### What the task asks
Copy out, word for word, the lines of the records below from the one containing "Which pixel lies on the chandelier?" through the one containing "pixel 495 239", both ends included.
§ §
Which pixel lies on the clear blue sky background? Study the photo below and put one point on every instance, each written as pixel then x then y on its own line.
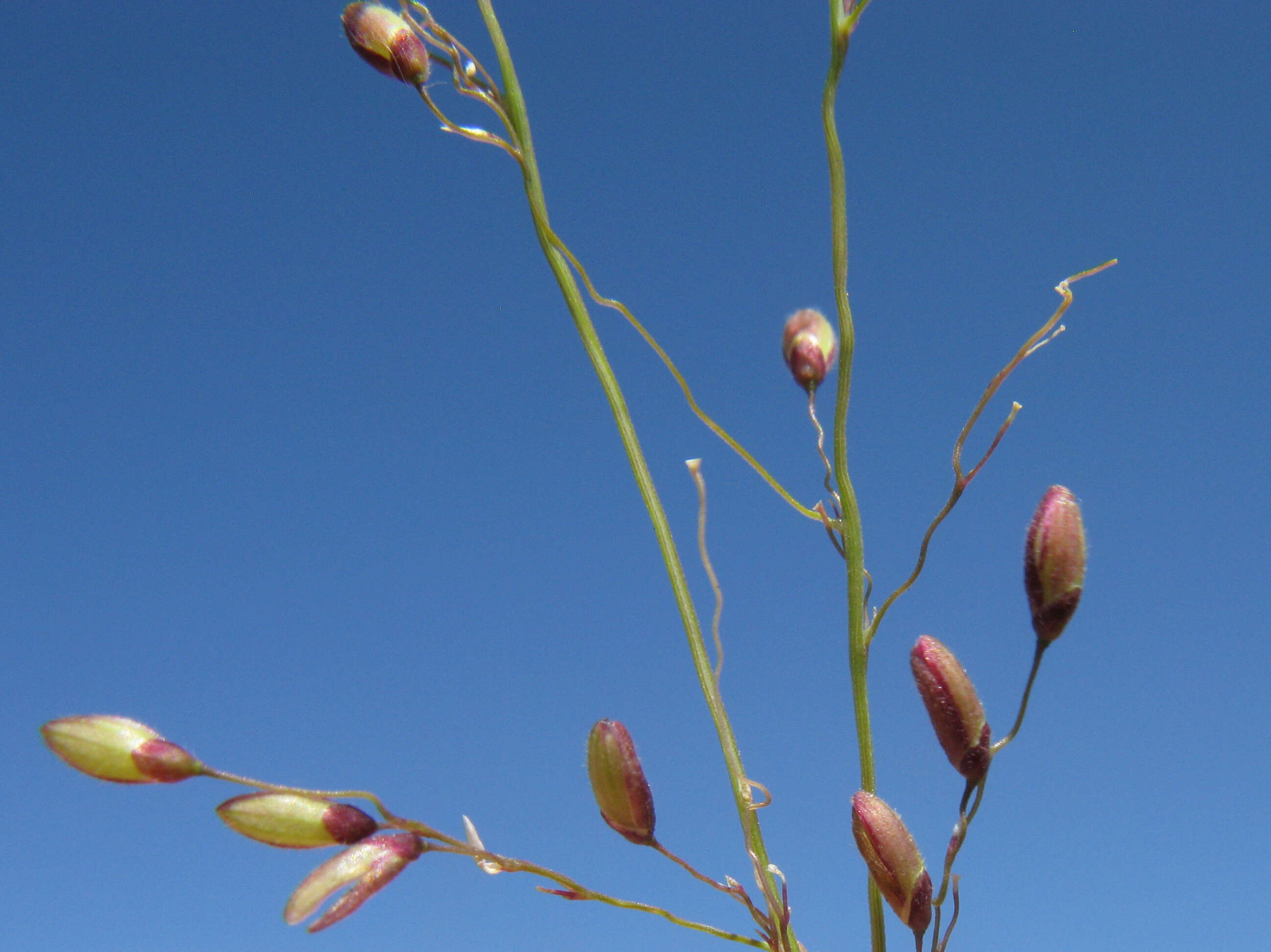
pixel 303 464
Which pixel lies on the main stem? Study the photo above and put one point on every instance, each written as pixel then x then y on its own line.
pixel 577 307
pixel 853 541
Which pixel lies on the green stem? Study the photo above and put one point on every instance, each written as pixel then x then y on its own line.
pixel 853 542
pixel 577 307
pixel 1024 702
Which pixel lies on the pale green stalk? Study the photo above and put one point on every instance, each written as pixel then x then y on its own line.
pixel 520 127
pixel 853 542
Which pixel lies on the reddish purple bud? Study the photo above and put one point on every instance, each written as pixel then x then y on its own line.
pixel 618 782
pixel 954 707
pixel 387 41
pixel 119 750
pixel 1054 562
pixel 295 821
pixel 368 867
pixel 894 861
pixel 809 346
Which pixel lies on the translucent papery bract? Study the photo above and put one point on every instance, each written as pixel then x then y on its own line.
pixel 119 749
pixel 369 867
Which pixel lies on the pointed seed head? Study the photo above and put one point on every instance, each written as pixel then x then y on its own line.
pixel 894 861
pixel 954 707
pixel 618 782
pixel 809 346
pixel 1054 562
pixel 119 750
pixel 387 41
pixel 295 821
pixel 368 867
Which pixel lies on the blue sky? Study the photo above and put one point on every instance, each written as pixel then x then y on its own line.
pixel 303 464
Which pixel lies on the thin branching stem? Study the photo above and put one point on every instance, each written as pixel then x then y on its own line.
pixel 842 24
pixel 575 890
pixel 561 270
pixel 691 870
pixel 961 479
pixel 684 384
pixel 1024 702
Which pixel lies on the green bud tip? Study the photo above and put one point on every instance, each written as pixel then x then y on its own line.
pixel 387 41
pixel 618 782
pixel 295 821
pixel 894 861
pixel 119 749
pixel 809 346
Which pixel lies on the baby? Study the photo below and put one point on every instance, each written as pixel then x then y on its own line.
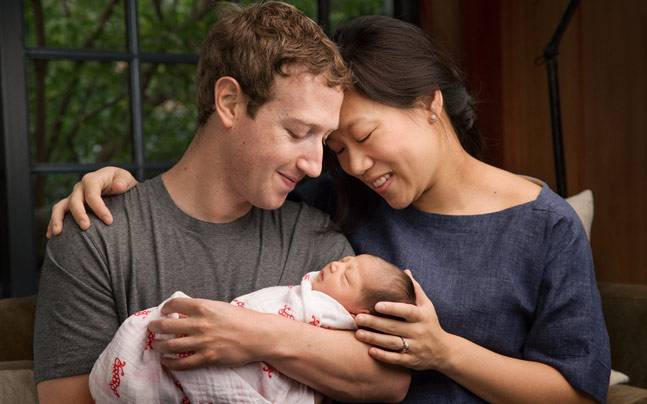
pixel 129 370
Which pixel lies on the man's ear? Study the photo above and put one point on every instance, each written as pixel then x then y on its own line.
pixel 227 97
pixel 361 311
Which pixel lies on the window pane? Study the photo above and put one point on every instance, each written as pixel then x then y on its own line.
pixel 170 111
pixel 174 26
pixel 47 189
pixel 309 7
pixel 79 112
pixel 75 24
pixel 343 10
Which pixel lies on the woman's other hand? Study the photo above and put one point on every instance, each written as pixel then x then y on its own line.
pixel 105 181
pixel 428 343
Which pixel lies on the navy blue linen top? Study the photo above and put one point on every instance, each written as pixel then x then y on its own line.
pixel 519 282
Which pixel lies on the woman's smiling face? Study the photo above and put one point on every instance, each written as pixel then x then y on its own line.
pixel 394 151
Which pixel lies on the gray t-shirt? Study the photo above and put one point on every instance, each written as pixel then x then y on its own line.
pixel 93 280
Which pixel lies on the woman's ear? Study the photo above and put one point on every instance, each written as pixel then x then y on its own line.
pixel 227 97
pixel 433 105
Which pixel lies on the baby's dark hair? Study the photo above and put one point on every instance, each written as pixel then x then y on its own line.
pixel 394 286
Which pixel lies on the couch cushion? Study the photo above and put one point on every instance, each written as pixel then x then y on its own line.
pixel 17 328
pixel 17 386
pixel 621 394
pixel 582 204
pixel 625 312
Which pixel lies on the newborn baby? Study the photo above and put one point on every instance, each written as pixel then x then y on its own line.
pixel 128 370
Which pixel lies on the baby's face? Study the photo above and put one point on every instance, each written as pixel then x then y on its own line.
pixel 344 281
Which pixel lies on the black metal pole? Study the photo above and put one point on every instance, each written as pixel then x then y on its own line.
pixel 550 57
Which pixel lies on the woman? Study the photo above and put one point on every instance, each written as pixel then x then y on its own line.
pixel 507 305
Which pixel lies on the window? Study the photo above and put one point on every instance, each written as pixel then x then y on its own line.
pixel 87 84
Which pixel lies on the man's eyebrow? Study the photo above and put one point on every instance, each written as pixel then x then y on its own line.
pixel 302 122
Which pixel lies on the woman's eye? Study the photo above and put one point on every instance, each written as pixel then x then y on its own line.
pixel 291 133
pixel 365 138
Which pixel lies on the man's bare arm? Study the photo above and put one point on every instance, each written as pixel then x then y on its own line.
pixel 330 361
pixel 74 389
pixel 334 362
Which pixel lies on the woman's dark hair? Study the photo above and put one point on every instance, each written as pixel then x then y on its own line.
pixel 395 63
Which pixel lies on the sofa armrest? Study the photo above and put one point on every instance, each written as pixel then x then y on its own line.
pixel 625 312
pixel 17 328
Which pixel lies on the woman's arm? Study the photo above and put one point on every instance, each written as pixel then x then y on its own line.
pixel 330 361
pixel 105 181
pixel 491 376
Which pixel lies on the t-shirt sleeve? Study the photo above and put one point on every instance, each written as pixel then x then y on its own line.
pixel 75 315
pixel 329 244
pixel 568 332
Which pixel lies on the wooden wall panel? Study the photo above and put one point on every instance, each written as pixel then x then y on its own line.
pixel 603 85
pixel 614 146
pixel 602 67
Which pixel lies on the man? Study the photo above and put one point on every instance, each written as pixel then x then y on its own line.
pixel 216 225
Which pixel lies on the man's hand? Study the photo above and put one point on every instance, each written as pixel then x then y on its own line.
pixel 208 333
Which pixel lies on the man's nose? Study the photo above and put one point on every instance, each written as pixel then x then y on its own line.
pixel 310 162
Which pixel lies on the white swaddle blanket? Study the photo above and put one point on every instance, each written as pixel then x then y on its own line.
pixel 129 370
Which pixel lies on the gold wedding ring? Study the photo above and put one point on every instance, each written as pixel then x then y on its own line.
pixel 405 345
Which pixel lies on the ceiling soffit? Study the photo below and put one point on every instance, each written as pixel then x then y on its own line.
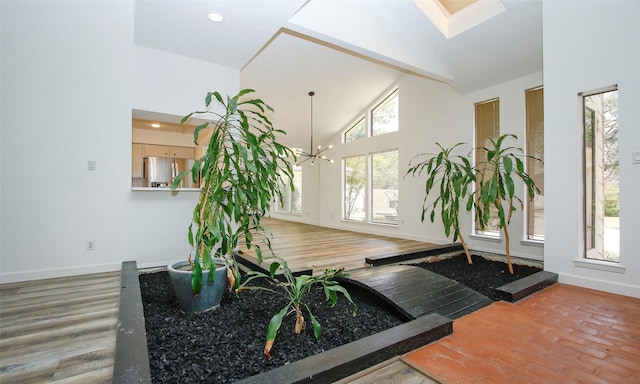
pixel 453 17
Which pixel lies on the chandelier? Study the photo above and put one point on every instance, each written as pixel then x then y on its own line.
pixel 314 153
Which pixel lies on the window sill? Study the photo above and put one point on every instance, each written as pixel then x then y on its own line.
pixel 165 189
pixel 607 266
pixel 534 243
pixel 495 239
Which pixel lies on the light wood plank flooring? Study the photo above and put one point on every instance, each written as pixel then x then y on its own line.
pixel 303 245
pixel 59 330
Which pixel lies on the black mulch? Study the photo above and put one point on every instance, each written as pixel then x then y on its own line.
pixel 483 276
pixel 226 344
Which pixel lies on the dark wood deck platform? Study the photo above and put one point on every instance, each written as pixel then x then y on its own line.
pixel 417 292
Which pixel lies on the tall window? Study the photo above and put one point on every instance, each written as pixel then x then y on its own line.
pixel 487 120
pixel 371 188
pixel 384 187
pixel 601 175
pixel 385 116
pixel 355 181
pixel 358 131
pixel 291 200
pixel 534 104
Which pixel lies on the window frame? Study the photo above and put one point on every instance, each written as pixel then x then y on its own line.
pixel 297 171
pixel 368 198
pixel 529 223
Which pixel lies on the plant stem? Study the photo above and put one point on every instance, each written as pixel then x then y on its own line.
pixel 466 250
pixel 506 236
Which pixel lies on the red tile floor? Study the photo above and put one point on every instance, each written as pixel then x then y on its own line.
pixel 563 334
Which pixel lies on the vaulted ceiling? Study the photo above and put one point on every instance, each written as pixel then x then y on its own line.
pixel 347 51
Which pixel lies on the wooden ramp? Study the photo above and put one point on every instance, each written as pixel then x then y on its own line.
pixel 417 292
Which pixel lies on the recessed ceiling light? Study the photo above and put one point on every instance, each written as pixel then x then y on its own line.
pixel 215 17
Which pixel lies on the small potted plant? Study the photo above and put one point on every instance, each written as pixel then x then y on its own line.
pixel 239 174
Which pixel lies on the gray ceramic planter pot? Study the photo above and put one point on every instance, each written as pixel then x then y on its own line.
pixel 211 294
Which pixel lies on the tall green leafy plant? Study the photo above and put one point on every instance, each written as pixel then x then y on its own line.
pixel 495 187
pixel 294 289
pixel 448 177
pixel 239 176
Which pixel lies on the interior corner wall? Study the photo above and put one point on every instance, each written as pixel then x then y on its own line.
pixel 69 83
pixel 176 85
pixel 587 46
pixel 430 112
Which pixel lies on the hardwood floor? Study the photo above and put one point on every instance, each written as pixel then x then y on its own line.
pixel 64 330
pixel 320 248
pixel 59 330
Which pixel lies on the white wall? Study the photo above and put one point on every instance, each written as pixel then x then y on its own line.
pixel 430 112
pixel 589 45
pixel 69 83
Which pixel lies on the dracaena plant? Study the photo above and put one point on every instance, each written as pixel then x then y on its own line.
pixel 294 289
pixel 448 177
pixel 239 174
pixel 495 187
§ §
### Problem solution
Which pixel lies on the chandelier? Study the photo above and put one point on every instance, each written as pixel then x then y on its own line.
pixel 314 153
Which pixel lies on the window sill? Study the photo above and put one point on every instance, each written as pixel then x then y on its own line.
pixel 165 189
pixel 607 266
pixel 534 243
pixel 495 239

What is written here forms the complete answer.